● Source extract:
···

When will Indian Creek’s flooding be fixed?
“We should’ve been flooded,” Jay Quirarte said on Thursday’s soggy morning.
The general manager at Margarita’s Amigos restaurant on Southwest Boulevard remembers the 1993 and 1998 floods when waters swallowed the restaurant and the blocks surrounding it.
Since then, more than $73 million has been spent to protect the area from flooding, including the excavation of a 4,000-foot section of Turkey Creek, which runs parallel to Interstate 35.
It’s worked. Quirarte said the rains that turned Indian Creek into a torrent that swallowed and overturned cars and submerged the area near 103rd Street and State Line and Wornall roads Wednesday night and Thursday morning spared Southwest Boulevard “absolutely” because of work done on Turkey Creek more than a decade ago.
Likewise, the beefing up of Brush Creek a decade-plus before that means that the Country Club Plaza and Ward Parkway now are far less likely to see the flooding that came before.

···

● Supplied entries:
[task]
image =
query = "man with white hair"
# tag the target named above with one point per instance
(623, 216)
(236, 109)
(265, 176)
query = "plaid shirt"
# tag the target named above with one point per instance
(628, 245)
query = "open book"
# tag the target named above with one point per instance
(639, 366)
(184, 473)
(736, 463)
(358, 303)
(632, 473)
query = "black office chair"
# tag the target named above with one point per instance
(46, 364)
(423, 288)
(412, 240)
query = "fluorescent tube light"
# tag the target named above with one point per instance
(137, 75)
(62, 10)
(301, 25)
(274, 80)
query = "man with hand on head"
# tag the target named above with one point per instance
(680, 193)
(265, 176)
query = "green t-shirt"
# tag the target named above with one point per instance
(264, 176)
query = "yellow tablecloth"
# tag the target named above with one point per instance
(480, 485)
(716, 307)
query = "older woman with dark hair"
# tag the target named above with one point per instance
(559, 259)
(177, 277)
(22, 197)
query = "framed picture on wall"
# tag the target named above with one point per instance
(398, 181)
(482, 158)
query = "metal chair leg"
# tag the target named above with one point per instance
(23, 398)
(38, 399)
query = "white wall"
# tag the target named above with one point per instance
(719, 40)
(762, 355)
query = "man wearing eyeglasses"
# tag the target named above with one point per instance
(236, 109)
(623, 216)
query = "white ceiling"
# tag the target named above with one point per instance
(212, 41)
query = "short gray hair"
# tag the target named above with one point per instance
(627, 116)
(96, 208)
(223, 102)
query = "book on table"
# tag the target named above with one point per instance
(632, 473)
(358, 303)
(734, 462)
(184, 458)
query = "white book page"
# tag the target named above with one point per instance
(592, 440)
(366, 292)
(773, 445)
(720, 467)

···

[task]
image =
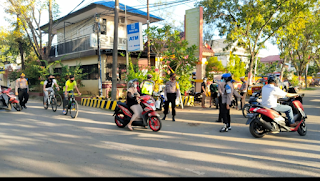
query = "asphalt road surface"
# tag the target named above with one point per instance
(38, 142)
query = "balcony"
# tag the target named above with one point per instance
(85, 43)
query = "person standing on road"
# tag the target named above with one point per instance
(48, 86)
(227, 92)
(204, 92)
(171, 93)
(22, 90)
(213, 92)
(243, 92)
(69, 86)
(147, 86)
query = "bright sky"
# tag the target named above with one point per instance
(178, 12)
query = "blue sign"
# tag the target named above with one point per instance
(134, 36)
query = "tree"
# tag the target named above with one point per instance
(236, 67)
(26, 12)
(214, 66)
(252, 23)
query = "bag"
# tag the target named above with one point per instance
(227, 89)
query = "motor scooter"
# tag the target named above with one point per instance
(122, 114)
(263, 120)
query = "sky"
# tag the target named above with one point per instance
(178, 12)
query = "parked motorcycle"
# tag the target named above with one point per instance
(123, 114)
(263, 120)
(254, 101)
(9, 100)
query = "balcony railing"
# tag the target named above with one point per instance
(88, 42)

···

● Instruction 1:
Answer these questions from the Indian Creek article, one per line:
(a) In which two years did floods swallow Margarita's Amigos restaurant?
(b) How long was the excavated section of Turkey Creek?
(c) Which creek's improvements made the Country Club Plaza and Ward Parkway less likely to flood?
● Instruction 2: Rewrite the part of the Indian Creek article that opens with the words containing "The general manager" and closes with "to Interstate 35.", putting "eatery" in place of "restaurant" each time it occurs.

● Exercise response 1:
(a) 1993 and 1998
(b) 4,000 feet
(c) Brush Creek

● Exercise response 2:
The general manager at Margarita’s Amigos eatery on Southwest Boulevard remembers the 1993 and 1998 floods when waters swallowed the eatery and the blocks surrounding it.
Since then, more than $73 million has been spent to protect the area from flooding, including the excavation of a 4,000-foot section of Turkey Creek, which runs parallel to Interstate 35.